***** LISTED ENTRIES

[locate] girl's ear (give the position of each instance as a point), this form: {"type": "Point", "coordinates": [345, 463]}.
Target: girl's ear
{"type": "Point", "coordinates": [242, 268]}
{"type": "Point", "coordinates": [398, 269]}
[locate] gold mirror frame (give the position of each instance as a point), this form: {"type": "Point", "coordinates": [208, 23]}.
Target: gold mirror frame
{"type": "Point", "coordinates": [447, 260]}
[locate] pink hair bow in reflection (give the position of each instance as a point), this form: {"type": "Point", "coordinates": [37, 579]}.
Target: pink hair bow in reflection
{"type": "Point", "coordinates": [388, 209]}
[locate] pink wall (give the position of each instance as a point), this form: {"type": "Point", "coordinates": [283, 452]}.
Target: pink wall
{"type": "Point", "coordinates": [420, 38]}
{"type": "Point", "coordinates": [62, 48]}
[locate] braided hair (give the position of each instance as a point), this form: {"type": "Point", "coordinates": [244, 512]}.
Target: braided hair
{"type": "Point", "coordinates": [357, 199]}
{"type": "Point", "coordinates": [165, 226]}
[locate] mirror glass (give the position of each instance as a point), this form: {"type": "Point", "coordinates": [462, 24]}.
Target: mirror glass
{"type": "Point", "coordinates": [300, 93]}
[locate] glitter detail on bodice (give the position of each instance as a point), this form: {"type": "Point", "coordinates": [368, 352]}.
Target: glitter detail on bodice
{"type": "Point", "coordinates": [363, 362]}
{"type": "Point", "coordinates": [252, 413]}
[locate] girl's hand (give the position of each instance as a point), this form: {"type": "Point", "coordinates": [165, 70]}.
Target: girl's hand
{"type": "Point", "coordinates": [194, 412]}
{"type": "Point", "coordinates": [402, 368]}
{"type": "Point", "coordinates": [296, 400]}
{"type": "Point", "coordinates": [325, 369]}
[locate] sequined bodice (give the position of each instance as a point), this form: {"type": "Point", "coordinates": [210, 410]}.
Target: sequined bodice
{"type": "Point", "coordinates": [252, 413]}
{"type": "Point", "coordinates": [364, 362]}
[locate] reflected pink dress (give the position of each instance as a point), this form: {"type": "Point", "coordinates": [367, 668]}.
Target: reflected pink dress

**********

• EXERCISE AIM:
Please give back, exactly as it stands above, the stretch from the line with "[locate] braided hair" through the line with "[locate] girl's hand", and no line outside it.

• RESULT BELOW:
[locate] braided hair (give the position of each instance as a point), this form: {"type": "Point", "coordinates": [244, 512]}.
Target: braided hair
{"type": "Point", "coordinates": [357, 199]}
{"type": "Point", "coordinates": [165, 226]}
[locate] mirror glass (give the position of each instance as a point), this form: {"type": "Point", "coordinates": [462, 24]}.
Target: mirror glass
{"type": "Point", "coordinates": [300, 93]}
[locate] glitter detail on bodice (give the position of each instance as a point), this form: {"type": "Point", "coordinates": [368, 352]}.
Target: glitter detail on bodice
{"type": "Point", "coordinates": [363, 362]}
{"type": "Point", "coordinates": [252, 413]}
[locate] girl's hand (give the position of each instance as a point), this form: {"type": "Point", "coordinates": [165, 70]}.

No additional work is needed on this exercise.